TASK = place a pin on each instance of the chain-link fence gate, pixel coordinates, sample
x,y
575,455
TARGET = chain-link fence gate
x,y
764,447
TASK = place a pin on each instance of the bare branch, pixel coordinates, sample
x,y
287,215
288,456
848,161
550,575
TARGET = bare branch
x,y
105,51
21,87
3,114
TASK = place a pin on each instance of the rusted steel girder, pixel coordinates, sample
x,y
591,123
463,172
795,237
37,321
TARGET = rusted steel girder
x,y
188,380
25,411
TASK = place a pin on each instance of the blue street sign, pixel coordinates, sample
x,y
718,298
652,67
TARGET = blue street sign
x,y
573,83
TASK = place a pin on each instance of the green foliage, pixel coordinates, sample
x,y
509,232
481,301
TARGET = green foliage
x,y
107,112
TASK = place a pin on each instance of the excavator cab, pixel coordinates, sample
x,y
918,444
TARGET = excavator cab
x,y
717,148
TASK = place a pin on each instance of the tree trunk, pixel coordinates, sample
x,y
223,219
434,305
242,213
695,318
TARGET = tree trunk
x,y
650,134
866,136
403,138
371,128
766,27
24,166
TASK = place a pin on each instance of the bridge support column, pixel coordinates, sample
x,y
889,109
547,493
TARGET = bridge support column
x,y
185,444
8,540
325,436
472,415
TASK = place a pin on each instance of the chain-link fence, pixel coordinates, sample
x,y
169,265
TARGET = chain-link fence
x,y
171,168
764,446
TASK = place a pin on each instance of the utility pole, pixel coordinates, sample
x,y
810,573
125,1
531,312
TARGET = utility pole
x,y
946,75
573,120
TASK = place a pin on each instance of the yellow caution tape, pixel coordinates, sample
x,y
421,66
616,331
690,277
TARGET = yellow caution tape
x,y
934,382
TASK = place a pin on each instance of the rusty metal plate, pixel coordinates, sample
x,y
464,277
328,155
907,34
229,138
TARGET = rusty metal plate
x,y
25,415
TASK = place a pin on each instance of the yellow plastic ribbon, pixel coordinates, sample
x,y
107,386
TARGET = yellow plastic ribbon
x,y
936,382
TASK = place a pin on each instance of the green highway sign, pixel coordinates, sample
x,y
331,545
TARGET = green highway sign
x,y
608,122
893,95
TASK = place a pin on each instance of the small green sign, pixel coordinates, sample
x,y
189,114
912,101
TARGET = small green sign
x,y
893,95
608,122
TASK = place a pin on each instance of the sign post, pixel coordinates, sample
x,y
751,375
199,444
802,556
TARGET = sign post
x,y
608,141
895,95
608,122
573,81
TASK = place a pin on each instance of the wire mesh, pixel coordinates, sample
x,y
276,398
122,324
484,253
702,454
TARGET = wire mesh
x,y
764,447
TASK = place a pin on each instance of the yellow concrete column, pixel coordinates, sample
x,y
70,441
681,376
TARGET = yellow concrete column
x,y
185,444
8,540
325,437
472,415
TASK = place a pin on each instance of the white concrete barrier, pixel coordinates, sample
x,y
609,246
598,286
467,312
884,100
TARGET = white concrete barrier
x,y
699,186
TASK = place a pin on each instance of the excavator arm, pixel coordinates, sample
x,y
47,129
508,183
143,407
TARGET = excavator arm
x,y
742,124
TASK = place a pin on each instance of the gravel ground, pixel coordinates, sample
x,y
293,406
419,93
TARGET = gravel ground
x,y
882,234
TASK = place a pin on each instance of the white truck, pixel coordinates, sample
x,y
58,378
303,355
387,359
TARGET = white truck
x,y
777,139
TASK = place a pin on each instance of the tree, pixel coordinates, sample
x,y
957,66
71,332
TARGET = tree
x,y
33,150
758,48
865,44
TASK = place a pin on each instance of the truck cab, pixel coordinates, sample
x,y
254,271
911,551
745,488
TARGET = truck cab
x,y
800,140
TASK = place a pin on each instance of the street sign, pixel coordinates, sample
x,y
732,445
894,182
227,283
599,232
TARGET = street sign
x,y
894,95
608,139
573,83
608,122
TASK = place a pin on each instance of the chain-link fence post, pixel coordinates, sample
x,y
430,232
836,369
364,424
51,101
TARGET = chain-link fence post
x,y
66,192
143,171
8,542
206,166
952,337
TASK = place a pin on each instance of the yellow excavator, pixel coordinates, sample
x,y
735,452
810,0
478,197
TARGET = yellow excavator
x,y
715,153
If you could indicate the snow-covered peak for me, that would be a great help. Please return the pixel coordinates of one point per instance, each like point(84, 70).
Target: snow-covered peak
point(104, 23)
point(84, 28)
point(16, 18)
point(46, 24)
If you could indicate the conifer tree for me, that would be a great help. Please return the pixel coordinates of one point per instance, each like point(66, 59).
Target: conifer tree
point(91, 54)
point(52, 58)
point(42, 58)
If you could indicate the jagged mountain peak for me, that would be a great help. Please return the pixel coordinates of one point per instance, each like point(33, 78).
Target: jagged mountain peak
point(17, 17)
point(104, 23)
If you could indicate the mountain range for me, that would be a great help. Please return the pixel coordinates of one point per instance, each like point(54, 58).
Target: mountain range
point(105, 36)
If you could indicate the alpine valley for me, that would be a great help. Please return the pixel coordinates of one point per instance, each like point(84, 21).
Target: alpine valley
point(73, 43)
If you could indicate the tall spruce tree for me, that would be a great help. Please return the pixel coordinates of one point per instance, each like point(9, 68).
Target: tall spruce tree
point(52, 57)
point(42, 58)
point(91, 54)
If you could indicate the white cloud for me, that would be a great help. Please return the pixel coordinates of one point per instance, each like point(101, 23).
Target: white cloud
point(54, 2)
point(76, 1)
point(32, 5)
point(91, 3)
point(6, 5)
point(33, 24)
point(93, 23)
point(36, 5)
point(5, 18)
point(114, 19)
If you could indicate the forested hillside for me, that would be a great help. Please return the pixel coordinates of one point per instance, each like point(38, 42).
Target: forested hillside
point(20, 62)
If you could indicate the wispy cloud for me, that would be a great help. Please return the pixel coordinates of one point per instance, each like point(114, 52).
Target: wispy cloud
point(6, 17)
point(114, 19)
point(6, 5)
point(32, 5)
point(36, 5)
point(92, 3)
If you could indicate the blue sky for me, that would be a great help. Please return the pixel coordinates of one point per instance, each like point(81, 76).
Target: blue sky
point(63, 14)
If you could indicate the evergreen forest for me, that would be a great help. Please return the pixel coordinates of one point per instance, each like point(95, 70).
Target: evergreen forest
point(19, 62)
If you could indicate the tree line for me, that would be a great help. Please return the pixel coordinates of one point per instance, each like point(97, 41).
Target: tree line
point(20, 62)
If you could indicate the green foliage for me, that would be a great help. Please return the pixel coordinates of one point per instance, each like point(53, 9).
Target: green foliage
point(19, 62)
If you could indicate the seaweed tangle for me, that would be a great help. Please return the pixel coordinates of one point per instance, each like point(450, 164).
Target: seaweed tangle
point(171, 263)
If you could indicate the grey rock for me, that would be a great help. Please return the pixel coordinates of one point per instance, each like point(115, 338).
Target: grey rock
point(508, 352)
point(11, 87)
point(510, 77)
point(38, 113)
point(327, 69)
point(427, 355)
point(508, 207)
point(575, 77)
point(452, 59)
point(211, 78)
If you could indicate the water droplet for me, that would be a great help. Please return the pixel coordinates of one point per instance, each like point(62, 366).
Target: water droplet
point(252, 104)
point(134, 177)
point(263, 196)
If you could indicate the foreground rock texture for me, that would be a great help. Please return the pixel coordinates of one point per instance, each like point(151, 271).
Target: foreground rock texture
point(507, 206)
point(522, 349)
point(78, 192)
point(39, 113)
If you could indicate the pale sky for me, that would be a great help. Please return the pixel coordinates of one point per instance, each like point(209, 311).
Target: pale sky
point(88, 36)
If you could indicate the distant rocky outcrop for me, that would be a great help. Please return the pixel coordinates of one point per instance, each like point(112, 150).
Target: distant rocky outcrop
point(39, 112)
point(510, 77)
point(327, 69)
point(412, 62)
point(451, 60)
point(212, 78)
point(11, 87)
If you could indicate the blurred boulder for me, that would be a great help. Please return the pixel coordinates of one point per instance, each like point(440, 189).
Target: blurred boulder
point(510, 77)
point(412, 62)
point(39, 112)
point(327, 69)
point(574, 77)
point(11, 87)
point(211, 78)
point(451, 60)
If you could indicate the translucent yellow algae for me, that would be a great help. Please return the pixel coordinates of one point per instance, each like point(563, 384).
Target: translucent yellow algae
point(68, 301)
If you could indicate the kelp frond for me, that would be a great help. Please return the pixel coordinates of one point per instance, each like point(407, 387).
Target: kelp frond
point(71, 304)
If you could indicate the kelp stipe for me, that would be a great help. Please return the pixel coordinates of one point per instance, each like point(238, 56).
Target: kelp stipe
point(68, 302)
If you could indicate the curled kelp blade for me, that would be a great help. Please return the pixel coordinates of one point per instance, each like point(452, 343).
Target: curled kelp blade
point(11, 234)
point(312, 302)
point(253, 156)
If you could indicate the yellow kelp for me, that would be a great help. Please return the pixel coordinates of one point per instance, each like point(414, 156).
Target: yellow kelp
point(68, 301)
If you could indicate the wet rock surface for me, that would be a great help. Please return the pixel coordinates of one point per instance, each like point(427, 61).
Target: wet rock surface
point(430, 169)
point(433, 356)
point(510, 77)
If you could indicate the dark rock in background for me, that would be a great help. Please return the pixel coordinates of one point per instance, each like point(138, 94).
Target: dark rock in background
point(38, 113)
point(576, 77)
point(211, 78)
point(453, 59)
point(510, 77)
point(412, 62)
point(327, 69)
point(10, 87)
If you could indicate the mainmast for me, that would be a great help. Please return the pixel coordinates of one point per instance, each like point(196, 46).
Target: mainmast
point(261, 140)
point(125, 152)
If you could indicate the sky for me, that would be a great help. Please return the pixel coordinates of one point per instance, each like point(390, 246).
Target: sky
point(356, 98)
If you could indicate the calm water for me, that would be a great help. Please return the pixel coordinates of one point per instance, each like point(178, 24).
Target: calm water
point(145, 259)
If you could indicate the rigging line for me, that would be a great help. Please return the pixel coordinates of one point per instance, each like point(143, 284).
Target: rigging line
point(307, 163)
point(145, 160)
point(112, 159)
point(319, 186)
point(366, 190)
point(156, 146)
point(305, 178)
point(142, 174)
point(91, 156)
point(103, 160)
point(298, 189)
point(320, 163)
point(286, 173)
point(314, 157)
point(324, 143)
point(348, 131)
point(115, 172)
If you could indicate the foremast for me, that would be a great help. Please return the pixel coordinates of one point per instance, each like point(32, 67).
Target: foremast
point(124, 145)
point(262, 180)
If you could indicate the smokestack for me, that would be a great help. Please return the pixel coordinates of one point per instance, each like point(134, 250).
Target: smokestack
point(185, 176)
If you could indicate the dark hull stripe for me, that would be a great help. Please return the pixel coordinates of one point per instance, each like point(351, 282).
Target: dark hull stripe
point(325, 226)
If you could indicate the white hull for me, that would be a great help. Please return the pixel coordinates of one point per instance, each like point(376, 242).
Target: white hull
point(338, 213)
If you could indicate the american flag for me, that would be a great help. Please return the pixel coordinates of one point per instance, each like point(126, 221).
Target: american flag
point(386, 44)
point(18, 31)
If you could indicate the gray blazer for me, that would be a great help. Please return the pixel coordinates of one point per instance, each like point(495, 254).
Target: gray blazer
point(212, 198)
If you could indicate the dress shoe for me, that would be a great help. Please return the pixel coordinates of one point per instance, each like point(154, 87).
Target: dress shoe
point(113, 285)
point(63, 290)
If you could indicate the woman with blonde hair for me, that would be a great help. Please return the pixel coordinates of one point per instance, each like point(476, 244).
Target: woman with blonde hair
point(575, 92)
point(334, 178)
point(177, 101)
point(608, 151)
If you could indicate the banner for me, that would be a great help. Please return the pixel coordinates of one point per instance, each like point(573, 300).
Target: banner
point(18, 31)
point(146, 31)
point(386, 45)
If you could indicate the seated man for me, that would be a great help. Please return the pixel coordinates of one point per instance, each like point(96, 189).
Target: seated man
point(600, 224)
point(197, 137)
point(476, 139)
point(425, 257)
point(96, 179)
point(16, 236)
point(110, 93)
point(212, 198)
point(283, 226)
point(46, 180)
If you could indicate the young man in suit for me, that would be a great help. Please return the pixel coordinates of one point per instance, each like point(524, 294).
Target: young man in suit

.....

» Work to complete
Copy out the lines of the listing above word for word, starting at the line that contains "If you could indicate the woman" and continuing through the final line of the listing.

» Answer to this task
If you could indicate the woman with blonde hair for me, that would be a great help. Please return the pixel coordinates of one point per instance, each like point(476, 244).
Target: woman with blonde hair
point(575, 92)
point(334, 178)
point(177, 101)
point(608, 151)
If you could indicate the banner for me, that would be a great help. Please return the pixel coordinates of one point per instance, each like point(573, 300).
Target: banner
point(18, 31)
point(146, 31)
point(386, 45)
If you could indicate the seated man for me, that would be a great help. Please return the pixel coordinates of one point per instance, each like point(96, 189).
Target: seated man
point(600, 224)
point(197, 137)
point(476, 139)
point(425, 257)
point(96, 179)
point(16, 236)
point(110, 93)
point(212, 198)
point(283, 226)
point(46, 180)
If you could indicate the young man in suit for me, that would be a great help. Please return the pixel coordinates of one point per instance, each like point(524, 294).
Target: young man in suit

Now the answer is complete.